Polygon annotations for photos >>
- - - - - - -
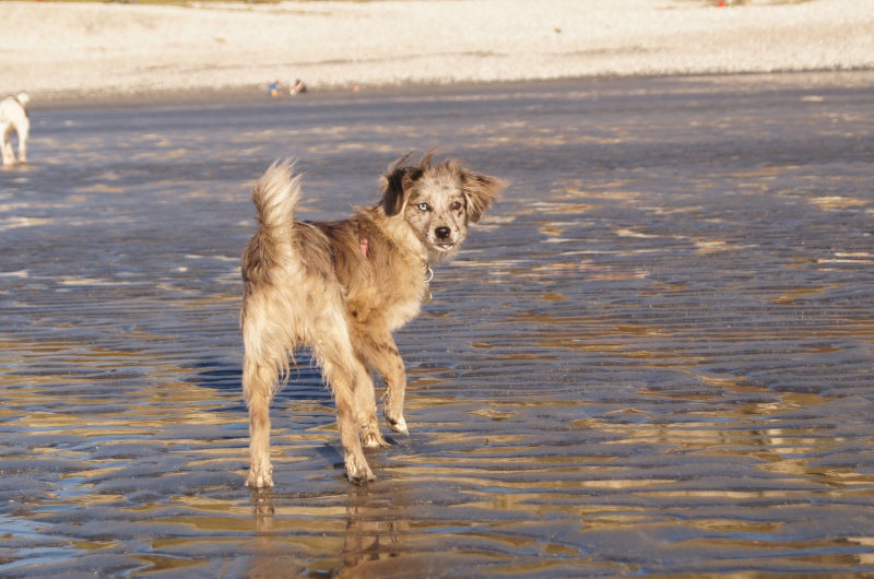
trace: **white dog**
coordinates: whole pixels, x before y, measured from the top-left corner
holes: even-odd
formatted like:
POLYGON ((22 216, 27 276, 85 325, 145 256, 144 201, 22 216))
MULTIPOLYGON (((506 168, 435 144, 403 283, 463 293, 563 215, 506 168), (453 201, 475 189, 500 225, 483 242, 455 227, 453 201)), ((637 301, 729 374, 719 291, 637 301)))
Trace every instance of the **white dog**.
POLYGON ((27 116, 27 93, 7 96, 0 99, 0 137, 2 137, 3 165, 14 165, 12 132, 19 137, 19 162, 27 162, 27 138, 31 134, 31 119, 27 116))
- - - - - - -
PROBLEM DESCRIPTION >>
Rewrite the material above with "white dog" changed to "small dog" everywhere it occurs, leaving every other word as it is. Omit the pictures from your answer.

THE REPLY >>
trace: **small dog**
coordinates: whole pixels, x before y, measured from the top-left corner
holes: even-odd
formatted like:
POLYGON ((22 216, 27 276, 85 325, 145 256, 144 201, 22 216))
MULTIPOLYGON (((506 168, 435 144, 403 283, 463 293, 563 215, 506 168), (453 201, 475 189, 500 225, 483 242, 455 227, 453 201)), ((637 301, 729 374, 719 291, 637 301)))
Trace every instance of the **small dog**.
POLYGON ((27 116, 27 93, 7 96, 0 99, 0 137, 2 137, 3 165, 14 165, 12 132, 19 137, 19 162, 27 162, 27 138, 31 134, 31 119, 27 116))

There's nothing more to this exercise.